● **What this task involves**
From the entries that follow, pick out all lines holding "instance".
Data excerpts Block Start
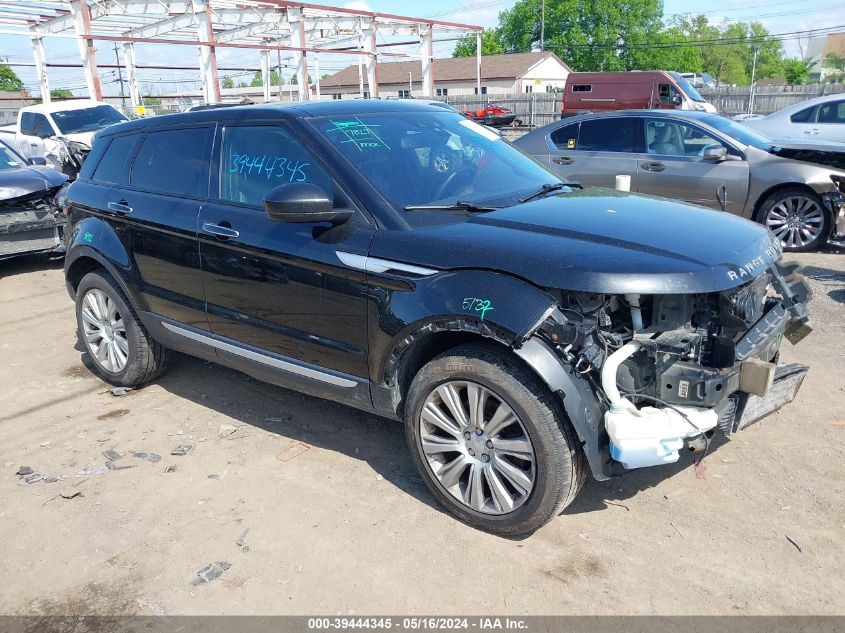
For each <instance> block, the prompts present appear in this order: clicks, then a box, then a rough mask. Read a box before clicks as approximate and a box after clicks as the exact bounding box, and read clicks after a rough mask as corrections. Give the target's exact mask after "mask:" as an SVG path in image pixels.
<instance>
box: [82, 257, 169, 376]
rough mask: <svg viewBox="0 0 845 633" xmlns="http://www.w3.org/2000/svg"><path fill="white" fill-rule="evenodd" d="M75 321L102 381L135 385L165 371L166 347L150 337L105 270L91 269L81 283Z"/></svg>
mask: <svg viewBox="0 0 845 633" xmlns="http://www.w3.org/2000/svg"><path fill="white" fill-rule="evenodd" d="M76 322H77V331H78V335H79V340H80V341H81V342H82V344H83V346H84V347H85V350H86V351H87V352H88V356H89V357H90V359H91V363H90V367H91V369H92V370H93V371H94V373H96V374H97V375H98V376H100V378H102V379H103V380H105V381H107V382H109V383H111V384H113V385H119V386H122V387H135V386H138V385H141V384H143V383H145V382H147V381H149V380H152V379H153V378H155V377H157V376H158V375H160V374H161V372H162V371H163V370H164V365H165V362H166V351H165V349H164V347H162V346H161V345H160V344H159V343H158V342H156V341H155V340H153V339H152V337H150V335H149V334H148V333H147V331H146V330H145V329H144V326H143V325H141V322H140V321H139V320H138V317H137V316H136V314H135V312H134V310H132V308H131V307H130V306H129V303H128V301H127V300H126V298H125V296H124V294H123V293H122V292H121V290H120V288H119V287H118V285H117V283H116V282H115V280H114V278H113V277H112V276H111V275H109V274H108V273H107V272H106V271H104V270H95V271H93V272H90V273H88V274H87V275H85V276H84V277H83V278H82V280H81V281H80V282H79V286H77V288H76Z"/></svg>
Data excerpts Block End
● **Your response**
For each <instance> block, the prompts present appear in this order: clicks, then a box, then a rough mask. Read a box before clicks as approximate and a box after clicks as the exact bounding box, and read clicks after a rough mask as corrections. Give the target's exact mask after "mask:" as an SVG path in image pixels.
<instance>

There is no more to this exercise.